> **YOUR GOAL**
Condense the paragraph of the Autodiscovery text below that begins "The configuration files are static" into a short bulleted list that keeps its main facts.

Autodiscovery with Agent v5
Autodiscovery was previously called Service Discovery. It's still called Service Discovery throughout the Agent's code and in some configuration options.
Docker is being adopted rapidly. Orchestration platforms like Docker Swarm, Kubernetes, and Amazon ECS make running Dockerized services easier and more resilient by managing orchestration and replication across hosts. But all of that makes monitoring more difficult. How can you reliably monitor a service which is unpredictably shifting from one host to another?
The Datadog Agent can automatically track which services are running where, thanks to its Autodiscovery feature. Autodiscovery lets you define configuration templates for Agent checks and specify which containers each check should apply to.
The Agent enables, disables, and regenerates static check configurations from the templates as containers come and go. When your NGINX container moves from 10.0.0.6 to 10.0.0.17, Autodiscovery helps the Agent update its NGINX check configuration with the new IP address so it can keep collecting NGINX metrics without any action on your part.
Overview
In a traditional non-container environment, Datadog Agent configuration is—like the environment in which it runs—static. The Agent reads check configurations from disk when it starts, and as long as it’s running, it continuously runs every configured check.
The configuration files are static, and any network-related options configured within them serve to identify specific instances of a monitored service, for example: a Redis instance at 10.0.0.61:6379. When an Agent check cannot connect to such a service, metrics are missing until you troubleshoot the issue. The Agent check retries its failed connection attempts until an administrator revives the monitored service or fixes the check’s configuration.
With Autodiscovery enabled, the Agent runs checks differently.
Different configuration
Static configuration files aren’t suitable for checks that collect data from ever-changing network endpoints, so Autodiscovery uses templates for check configuration. In each template, the Agent looks for two template variables—%%host%%
and %%port%%
—to appear in place of any normally-hardcoded network options. For example: a template for the Agent’s Go Expvar check contains the option expvar_url: http://%%host%%:%%port%%
. For containers that have more than one IP address or exposed port, you can direct Autodiscovery to pick the right ones by using template variable indexes.
Because templates don’t identify specific instances of a monitored service—which %%host%%
? which %%port%%
?—Autodiscovery needs one or more container identifiers for each template so it can determine which IP(s) and port(s) to substitute into the templates. For Docker, container identifiers are image names or container labels.
Finally, Autodiscovery can load check templates from places other than disk. Other possible template sources include key-value stores like Consul, and, when running on Kubernetes, Pod annotations.
Different execution
When the Agent starts with Autodiscovery enabled, it loads check templates from all available template sources—not just one or another—along with the templates’ container identifiers. Unlike in a traditional Agent setup, the Agent doesn’t run all checks all the time; it decides which checks to enable by inspecting all containers running on the same host as the Agent.

> **DATASET EXTRACT**
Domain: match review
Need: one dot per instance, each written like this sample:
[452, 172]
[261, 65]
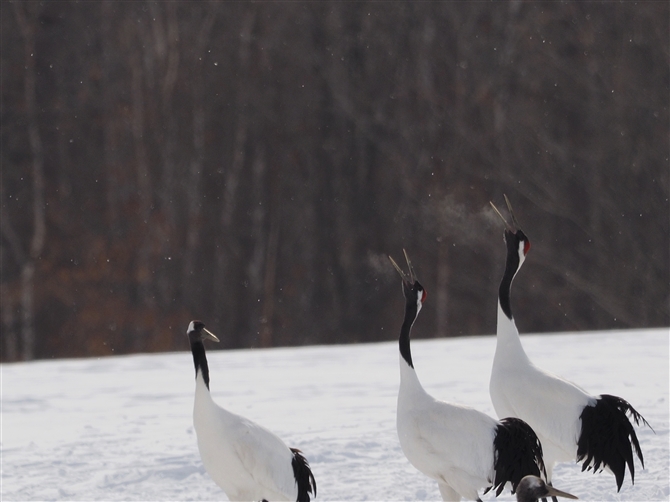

> **RESULT**
- Configuration files are static, and their network-related options identify specific instances of a monitored service, such as a Redis instance at 10.0.0.61:6379.
- If an Agent check cannot connect to such a service, metrics are missing until the issue is troubleshot.
- The check keeps retrying its failed connection attempts until an administrator revives the service or fixes the check's configuration.